- _Activity_: Pick out every line of the records that contains the string "negative", treating uppercase and lowercase letters as distinct.

- _Records for the task_:
━━━━━━━━

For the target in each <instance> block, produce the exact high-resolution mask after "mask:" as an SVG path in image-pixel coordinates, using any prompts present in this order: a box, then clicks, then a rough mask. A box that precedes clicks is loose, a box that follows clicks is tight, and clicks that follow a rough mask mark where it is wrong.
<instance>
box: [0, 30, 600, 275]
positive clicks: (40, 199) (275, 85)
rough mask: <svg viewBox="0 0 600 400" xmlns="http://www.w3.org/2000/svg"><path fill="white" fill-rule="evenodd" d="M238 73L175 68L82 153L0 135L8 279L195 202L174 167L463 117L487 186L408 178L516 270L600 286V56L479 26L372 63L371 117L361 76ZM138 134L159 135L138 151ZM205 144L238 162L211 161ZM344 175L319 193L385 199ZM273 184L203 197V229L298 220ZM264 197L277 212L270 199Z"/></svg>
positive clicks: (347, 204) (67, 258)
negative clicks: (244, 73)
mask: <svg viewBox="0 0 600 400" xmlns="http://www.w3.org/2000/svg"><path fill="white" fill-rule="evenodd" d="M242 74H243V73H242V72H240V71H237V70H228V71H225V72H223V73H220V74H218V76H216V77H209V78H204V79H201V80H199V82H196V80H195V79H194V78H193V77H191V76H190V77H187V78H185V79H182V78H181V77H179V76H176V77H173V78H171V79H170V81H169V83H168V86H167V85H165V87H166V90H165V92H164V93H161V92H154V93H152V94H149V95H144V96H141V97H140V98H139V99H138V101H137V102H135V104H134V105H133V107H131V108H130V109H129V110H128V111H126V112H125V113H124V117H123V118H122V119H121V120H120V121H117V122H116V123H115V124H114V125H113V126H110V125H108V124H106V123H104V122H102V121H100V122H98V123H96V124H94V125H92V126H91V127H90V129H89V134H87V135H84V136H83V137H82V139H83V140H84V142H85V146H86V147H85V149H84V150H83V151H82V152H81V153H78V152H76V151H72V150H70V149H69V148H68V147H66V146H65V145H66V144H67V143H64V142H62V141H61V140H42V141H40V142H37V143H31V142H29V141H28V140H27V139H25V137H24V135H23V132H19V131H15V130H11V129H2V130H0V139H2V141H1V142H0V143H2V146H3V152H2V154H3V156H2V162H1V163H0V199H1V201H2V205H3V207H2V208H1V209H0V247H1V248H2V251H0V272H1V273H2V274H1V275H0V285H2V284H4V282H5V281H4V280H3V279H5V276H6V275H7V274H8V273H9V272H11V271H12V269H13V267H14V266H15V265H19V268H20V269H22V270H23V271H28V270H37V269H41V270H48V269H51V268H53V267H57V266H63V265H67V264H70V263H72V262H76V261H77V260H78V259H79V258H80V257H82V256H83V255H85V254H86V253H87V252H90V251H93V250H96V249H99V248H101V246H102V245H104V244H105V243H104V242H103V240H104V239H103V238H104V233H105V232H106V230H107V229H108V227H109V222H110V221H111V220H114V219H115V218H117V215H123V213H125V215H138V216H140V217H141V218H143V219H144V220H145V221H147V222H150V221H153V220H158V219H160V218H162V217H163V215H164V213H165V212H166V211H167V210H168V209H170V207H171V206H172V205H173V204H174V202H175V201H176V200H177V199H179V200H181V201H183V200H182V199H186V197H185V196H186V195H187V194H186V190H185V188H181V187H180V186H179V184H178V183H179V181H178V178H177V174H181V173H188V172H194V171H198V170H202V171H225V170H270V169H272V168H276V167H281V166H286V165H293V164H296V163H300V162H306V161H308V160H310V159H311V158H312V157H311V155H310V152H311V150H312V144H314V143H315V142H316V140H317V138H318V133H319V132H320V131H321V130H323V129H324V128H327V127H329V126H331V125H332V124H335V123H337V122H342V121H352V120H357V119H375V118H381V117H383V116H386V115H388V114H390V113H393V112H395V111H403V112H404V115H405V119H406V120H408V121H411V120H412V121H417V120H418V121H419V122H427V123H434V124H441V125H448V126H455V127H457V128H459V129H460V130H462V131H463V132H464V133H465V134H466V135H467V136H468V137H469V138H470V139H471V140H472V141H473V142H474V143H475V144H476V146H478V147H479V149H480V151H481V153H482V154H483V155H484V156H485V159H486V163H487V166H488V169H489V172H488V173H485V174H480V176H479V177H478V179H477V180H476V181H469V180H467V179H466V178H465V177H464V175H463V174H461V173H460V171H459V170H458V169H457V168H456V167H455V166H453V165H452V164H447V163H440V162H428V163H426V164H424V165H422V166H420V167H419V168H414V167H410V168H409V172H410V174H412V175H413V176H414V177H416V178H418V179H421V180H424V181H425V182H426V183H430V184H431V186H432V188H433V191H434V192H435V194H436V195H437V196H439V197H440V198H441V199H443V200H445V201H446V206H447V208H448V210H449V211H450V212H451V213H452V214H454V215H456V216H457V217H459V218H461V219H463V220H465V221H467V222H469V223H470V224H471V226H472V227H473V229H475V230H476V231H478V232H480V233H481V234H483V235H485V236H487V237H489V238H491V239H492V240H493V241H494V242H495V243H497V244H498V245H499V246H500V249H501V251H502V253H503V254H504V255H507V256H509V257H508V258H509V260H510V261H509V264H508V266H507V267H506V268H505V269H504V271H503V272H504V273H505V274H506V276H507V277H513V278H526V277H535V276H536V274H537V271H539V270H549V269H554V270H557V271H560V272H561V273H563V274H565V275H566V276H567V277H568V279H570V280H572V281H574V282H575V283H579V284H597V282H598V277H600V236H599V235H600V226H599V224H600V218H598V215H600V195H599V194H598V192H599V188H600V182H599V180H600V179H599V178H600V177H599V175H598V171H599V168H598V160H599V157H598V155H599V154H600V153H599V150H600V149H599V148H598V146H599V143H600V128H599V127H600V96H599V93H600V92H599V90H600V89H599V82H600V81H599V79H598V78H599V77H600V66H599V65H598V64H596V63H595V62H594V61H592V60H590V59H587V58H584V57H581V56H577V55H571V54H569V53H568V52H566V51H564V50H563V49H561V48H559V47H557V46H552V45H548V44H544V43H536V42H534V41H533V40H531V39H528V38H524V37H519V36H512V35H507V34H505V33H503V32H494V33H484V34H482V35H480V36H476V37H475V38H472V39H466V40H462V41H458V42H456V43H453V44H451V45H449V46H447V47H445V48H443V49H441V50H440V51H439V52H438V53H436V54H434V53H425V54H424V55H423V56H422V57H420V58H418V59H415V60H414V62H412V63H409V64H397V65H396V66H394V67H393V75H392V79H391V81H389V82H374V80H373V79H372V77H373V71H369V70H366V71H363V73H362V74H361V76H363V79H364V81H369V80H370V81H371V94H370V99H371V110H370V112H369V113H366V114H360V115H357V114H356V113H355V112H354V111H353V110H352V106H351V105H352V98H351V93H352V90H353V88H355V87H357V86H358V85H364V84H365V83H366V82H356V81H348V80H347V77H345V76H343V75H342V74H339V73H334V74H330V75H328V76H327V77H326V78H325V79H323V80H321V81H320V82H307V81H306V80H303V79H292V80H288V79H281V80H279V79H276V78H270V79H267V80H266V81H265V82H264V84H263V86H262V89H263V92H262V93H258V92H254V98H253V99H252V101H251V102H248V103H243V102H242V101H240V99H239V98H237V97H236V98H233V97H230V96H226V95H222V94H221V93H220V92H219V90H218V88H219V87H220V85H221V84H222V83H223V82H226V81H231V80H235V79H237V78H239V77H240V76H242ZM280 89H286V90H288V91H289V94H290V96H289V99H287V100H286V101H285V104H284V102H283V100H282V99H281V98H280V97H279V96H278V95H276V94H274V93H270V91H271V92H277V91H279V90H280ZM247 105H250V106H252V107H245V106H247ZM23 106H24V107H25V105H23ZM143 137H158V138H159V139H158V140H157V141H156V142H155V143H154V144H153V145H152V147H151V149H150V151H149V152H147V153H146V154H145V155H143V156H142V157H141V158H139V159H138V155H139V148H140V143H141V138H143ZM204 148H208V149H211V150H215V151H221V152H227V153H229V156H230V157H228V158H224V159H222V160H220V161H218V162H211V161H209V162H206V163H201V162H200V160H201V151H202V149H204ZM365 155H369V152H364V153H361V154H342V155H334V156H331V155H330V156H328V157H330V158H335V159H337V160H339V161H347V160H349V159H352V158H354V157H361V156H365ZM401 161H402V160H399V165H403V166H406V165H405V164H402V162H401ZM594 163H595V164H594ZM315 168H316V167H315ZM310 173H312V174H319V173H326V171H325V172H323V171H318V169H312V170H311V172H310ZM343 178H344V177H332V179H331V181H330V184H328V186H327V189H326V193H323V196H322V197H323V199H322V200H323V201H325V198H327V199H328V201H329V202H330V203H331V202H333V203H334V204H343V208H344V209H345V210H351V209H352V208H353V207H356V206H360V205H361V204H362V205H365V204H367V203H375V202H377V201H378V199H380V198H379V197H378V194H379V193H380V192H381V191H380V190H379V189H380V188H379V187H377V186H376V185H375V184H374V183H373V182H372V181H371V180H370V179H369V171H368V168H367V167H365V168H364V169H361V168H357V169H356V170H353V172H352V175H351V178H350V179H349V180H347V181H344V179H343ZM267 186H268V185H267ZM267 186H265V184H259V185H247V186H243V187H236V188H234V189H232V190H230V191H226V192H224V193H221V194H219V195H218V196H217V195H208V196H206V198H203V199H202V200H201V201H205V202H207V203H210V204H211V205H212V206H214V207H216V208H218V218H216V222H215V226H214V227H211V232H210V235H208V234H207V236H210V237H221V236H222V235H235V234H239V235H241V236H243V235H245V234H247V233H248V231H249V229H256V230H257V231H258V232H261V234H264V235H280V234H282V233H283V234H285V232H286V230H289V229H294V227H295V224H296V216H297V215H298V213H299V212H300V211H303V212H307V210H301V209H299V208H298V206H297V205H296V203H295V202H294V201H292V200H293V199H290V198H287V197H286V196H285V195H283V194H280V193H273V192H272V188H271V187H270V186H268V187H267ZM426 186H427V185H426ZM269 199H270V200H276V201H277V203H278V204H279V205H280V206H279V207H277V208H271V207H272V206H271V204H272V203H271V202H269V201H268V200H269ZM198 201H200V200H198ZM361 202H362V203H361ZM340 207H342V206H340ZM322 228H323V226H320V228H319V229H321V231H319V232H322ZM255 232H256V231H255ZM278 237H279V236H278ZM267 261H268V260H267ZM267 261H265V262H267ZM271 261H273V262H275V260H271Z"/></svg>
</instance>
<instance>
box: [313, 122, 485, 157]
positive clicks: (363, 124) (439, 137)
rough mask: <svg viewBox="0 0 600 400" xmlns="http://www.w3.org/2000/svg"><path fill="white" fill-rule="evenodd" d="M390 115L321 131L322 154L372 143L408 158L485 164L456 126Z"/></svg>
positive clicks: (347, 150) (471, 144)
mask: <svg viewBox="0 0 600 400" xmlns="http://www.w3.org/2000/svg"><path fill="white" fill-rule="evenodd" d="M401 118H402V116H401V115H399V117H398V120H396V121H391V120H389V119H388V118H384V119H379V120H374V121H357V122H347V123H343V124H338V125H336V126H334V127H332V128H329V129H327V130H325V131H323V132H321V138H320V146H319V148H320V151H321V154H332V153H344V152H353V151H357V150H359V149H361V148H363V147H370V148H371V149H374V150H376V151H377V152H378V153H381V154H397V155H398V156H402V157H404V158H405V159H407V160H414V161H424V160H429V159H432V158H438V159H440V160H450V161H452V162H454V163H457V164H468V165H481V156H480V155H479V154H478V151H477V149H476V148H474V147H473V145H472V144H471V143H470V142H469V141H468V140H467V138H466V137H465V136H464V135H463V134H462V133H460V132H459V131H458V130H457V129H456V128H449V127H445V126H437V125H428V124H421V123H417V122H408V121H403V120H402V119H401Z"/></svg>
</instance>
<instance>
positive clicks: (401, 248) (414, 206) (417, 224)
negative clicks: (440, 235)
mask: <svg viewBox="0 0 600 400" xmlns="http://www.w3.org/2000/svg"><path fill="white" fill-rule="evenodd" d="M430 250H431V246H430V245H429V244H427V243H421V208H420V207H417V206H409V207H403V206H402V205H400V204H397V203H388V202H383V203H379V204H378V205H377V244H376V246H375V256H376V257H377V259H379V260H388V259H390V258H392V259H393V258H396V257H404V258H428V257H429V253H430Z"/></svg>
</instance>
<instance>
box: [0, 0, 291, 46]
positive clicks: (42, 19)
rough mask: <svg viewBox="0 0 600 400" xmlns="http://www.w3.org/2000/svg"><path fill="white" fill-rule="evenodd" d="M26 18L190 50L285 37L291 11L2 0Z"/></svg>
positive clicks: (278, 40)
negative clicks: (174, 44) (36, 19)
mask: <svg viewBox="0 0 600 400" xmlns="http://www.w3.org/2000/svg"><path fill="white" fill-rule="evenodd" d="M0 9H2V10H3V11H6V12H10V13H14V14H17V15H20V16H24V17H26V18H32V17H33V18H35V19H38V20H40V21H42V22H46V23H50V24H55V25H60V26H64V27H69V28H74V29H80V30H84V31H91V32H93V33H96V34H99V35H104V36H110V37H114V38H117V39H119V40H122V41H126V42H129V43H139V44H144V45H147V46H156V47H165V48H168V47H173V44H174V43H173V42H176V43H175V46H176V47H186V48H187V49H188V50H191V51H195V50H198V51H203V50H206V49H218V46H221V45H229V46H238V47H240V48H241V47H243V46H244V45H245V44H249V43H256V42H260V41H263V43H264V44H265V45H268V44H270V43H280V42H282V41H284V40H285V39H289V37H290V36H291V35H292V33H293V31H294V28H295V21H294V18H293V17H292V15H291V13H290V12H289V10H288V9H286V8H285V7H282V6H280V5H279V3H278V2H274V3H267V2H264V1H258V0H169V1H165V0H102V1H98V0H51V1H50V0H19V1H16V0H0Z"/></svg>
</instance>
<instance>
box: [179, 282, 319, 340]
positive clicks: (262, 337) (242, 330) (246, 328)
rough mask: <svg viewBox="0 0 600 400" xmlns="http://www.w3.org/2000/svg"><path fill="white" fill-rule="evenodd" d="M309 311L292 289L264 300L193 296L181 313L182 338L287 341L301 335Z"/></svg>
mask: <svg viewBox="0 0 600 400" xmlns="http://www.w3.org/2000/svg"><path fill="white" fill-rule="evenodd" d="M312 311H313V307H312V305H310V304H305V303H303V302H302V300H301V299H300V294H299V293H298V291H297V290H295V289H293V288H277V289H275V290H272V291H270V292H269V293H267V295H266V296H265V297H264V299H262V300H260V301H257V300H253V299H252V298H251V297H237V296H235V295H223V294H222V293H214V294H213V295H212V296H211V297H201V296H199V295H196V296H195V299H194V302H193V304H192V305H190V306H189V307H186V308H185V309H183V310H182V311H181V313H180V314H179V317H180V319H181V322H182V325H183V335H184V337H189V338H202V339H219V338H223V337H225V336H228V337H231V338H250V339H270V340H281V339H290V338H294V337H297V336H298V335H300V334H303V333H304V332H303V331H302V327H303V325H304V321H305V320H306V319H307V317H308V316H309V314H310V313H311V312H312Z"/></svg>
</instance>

━━━━━━━━

- _Task solution_:
negative clicks: (244, 73)
negative clicks: (440, 235)
negative clicks: (174, 44) (36, 19)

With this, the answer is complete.